- [Directions for this task]: In the data below, how many lines contain the string "silver" with the same capitalization? Tally them and reply with the number alone.

- [Record excerpts]:
· · · · · · ·

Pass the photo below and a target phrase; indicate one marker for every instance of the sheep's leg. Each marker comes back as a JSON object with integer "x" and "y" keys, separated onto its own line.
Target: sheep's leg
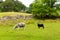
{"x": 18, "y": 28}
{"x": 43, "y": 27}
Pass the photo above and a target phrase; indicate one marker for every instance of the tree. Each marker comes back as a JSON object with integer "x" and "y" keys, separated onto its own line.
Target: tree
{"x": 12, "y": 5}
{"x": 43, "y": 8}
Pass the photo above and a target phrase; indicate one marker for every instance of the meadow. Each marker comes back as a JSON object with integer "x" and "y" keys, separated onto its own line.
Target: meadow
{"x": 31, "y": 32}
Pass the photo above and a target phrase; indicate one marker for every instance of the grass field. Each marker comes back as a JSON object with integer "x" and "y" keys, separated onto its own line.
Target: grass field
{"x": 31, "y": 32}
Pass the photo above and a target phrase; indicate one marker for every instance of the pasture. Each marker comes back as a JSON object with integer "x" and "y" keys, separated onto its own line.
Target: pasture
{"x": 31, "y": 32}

· · · · · · ·

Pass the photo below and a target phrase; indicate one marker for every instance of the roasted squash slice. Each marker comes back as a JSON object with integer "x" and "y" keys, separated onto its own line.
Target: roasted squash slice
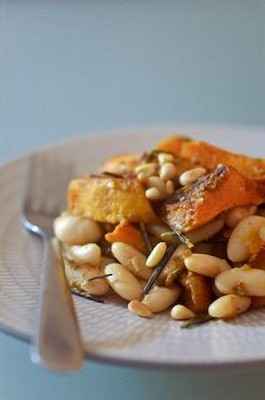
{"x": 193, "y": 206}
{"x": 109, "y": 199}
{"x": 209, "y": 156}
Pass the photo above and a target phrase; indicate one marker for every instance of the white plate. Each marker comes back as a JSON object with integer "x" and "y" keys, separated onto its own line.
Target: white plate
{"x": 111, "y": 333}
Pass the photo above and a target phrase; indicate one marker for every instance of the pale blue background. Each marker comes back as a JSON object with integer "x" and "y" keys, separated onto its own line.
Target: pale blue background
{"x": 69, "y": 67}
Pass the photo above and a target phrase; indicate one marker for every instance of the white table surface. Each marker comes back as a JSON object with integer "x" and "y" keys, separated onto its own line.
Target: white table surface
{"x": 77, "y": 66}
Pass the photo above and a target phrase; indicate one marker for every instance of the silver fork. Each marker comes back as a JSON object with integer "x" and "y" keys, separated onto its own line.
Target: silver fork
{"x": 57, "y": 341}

· · · · · · ·

- [Task output]: 2